● **Goal**
Please report each line in the records below that contains the word "photograph", copying the whole line. Case matters, so count only matches with the same capitalization.

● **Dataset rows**
# # #

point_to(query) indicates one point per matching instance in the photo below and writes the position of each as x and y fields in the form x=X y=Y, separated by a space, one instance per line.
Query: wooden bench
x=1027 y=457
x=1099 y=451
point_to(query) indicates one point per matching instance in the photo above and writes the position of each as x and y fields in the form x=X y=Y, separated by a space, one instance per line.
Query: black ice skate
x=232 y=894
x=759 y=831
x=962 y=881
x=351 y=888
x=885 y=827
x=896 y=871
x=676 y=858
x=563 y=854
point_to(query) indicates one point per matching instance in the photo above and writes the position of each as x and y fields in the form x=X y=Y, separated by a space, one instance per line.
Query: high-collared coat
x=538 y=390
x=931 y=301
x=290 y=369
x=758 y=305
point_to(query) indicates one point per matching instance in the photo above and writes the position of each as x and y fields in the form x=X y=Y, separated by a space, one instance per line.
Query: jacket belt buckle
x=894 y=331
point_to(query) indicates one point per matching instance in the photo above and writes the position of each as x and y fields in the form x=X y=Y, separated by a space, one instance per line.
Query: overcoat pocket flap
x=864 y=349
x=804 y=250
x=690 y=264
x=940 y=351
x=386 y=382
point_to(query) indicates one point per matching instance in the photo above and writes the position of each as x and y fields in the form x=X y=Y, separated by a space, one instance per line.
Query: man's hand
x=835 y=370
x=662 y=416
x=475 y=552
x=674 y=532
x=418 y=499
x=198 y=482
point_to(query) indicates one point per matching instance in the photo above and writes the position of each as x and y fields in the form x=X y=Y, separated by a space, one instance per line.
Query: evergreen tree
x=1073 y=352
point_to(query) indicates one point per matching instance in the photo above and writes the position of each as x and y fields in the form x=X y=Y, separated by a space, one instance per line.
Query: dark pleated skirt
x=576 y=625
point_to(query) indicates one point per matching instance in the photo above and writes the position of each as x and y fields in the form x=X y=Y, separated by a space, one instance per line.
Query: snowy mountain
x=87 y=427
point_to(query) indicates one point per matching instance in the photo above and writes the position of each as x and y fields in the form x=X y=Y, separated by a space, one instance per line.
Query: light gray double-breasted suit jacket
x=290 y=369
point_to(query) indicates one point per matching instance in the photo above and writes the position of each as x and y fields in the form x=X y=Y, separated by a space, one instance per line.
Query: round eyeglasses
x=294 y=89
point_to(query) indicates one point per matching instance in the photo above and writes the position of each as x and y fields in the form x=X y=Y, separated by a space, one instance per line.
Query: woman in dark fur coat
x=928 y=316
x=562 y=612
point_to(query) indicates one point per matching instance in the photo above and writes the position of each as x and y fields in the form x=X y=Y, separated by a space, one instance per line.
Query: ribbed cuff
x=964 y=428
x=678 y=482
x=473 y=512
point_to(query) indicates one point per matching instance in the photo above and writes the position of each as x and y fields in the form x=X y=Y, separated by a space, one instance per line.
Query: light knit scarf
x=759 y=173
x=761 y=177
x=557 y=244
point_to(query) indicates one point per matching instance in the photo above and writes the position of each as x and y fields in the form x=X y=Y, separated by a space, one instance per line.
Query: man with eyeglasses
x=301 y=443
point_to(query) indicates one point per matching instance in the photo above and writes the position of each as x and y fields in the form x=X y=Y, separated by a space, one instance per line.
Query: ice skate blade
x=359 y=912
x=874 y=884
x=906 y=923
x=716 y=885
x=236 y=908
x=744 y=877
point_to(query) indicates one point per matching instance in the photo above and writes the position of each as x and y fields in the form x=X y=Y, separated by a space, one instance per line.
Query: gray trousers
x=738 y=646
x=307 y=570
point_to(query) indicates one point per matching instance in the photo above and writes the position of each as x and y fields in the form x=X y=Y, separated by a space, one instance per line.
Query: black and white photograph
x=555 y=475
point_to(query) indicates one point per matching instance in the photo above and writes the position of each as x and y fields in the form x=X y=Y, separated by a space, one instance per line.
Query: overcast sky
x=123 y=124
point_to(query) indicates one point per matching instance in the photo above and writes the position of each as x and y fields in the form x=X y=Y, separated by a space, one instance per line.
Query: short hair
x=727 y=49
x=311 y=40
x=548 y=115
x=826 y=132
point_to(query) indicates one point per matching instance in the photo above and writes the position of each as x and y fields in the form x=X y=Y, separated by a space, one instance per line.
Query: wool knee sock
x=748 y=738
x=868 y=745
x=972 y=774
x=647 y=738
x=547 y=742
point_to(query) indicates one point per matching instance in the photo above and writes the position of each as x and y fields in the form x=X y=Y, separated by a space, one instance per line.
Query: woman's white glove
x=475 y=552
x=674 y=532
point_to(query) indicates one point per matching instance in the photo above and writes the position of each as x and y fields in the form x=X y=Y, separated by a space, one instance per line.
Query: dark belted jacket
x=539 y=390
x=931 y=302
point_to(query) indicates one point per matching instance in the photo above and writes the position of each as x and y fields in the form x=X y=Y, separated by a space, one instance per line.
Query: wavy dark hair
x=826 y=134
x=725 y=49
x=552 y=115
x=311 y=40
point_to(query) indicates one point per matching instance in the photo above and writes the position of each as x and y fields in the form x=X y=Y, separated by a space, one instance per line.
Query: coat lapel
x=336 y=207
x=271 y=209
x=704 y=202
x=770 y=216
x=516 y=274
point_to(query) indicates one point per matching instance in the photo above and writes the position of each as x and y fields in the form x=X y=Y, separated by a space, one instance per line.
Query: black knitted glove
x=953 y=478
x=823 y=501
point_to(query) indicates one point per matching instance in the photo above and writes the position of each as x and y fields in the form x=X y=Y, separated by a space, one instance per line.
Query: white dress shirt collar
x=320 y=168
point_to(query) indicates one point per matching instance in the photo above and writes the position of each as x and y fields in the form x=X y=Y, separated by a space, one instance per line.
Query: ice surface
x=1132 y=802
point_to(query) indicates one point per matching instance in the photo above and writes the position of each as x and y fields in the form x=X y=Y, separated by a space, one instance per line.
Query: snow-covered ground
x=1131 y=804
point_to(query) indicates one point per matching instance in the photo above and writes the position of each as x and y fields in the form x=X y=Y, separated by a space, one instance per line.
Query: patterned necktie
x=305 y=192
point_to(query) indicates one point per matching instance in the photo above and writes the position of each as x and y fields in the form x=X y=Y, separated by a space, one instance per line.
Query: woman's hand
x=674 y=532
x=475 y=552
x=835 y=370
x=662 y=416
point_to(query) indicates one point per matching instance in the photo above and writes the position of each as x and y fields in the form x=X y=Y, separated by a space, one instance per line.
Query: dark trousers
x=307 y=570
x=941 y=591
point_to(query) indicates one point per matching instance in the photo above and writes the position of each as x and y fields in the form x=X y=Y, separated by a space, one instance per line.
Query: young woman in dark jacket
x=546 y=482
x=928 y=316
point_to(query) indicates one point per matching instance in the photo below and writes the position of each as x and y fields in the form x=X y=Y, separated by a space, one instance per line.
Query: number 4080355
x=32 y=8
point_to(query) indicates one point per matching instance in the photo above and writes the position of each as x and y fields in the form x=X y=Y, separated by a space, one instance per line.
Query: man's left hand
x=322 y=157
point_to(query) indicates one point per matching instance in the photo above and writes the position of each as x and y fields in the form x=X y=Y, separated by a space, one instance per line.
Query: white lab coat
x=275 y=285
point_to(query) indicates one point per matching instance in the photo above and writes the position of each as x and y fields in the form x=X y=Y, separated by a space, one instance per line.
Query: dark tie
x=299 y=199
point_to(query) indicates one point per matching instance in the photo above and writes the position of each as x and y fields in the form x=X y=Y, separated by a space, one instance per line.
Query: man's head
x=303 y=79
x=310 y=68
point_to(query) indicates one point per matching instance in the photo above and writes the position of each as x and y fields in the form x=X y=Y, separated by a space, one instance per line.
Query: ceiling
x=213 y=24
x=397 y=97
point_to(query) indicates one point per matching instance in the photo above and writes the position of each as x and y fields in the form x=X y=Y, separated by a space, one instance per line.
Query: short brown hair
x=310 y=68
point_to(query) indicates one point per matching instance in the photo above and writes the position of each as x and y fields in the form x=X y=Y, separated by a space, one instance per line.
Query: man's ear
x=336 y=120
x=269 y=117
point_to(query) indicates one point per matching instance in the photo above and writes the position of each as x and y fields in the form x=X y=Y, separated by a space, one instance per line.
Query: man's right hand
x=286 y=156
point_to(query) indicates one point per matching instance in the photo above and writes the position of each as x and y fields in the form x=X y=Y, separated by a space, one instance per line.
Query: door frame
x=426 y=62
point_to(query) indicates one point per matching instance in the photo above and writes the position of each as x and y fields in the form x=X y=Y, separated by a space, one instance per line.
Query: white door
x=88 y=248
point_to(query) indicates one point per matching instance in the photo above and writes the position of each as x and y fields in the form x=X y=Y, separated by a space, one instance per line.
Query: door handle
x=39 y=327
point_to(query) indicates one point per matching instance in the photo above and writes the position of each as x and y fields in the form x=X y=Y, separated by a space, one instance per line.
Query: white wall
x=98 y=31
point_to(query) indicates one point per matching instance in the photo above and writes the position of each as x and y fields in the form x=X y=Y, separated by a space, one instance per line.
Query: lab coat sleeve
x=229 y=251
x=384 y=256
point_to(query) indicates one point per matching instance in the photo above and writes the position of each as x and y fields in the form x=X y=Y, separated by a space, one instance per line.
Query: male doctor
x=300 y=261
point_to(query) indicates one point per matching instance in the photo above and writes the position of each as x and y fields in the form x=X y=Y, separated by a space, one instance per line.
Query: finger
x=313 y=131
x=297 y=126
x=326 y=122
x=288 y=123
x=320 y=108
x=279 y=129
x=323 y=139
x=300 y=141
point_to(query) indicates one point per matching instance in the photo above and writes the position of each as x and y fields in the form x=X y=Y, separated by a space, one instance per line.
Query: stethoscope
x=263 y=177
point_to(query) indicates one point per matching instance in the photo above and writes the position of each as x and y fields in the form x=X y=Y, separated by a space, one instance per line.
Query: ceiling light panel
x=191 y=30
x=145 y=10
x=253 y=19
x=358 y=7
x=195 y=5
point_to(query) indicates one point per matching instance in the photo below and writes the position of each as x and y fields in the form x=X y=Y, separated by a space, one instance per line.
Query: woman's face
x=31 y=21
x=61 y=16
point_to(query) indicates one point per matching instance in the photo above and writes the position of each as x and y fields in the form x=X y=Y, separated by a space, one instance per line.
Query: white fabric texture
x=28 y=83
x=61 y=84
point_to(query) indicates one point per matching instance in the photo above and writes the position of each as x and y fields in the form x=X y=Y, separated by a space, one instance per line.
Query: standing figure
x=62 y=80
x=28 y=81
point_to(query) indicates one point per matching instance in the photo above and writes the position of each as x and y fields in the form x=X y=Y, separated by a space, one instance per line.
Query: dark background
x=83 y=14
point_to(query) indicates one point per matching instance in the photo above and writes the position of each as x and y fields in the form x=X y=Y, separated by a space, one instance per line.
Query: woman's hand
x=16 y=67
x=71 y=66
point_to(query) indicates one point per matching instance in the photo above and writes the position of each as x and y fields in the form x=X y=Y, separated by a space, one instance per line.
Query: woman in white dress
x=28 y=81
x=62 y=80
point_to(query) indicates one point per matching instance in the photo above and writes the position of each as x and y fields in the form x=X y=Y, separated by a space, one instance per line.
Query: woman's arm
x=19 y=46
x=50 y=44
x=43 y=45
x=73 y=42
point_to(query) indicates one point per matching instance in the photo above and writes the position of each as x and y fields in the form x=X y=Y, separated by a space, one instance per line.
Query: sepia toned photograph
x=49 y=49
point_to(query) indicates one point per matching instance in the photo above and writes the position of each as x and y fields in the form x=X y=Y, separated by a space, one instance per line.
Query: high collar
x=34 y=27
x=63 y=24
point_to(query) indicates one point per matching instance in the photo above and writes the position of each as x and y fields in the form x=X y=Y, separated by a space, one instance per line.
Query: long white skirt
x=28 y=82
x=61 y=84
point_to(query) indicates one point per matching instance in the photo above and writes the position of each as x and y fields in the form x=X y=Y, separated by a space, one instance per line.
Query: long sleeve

# # #

● **Solution to this task**
Query: black and white photograph
Query: sepia toned photograph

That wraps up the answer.